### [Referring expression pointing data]
------------------------------------

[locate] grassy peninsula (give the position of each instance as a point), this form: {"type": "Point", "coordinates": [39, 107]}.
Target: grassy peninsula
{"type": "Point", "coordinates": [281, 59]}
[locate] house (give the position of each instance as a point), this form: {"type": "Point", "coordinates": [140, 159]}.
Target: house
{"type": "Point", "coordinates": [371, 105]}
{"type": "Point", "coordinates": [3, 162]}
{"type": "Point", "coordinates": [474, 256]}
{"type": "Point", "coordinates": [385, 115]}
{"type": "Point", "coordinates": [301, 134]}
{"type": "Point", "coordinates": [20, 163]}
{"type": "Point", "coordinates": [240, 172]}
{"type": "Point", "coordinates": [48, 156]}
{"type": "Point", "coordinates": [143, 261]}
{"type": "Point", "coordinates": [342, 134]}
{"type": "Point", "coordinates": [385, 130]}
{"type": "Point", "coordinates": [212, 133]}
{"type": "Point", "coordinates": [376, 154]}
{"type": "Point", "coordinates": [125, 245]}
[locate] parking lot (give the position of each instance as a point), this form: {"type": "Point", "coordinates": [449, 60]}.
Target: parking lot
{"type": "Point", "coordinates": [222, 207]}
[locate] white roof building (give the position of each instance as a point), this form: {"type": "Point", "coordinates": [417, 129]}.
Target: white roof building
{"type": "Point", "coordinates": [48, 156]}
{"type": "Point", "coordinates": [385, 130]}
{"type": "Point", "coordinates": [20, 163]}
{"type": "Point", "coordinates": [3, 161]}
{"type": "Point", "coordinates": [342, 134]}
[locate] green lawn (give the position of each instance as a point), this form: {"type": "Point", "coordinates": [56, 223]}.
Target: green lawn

------------------------------------

From the records above, copy every line that includes the word "green".

### [Response]
[locate] green lawn (give the position of each instance as a point), this form: {"type": "Point", "coordinates": [56, 223]}.
Target: green lawn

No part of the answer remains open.